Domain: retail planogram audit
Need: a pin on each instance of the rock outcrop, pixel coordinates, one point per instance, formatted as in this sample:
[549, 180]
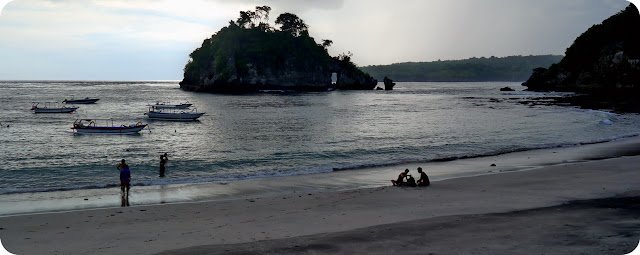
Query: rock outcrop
[605, 57]
[238, 59]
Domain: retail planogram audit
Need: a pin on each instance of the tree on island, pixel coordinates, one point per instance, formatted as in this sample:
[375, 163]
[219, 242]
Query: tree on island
[291, 23]
[250, 55]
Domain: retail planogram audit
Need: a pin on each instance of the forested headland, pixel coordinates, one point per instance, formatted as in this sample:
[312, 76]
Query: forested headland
[512, 68]
[250, 54]
[603, 64]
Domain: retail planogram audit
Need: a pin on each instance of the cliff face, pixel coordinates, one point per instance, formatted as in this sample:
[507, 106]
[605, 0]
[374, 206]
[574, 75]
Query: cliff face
[238, 59]
[605, 57]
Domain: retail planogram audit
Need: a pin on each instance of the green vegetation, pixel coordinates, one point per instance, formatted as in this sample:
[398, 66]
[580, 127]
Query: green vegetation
[514, 68]
[249, 54]
[605, 57]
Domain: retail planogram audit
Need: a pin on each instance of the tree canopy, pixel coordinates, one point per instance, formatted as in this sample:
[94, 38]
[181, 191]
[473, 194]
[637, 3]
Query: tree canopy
[513, 68]
[291, 23]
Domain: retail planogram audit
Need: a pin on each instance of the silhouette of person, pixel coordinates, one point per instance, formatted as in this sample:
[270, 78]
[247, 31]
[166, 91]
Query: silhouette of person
[400, 180]
[163, 160]
[125, 182]
[424, 179]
----------
**Problem to solve**
How many lines in the listing above contain the string "vegetation", with case counting? Reply with only the number.

**Task output**
2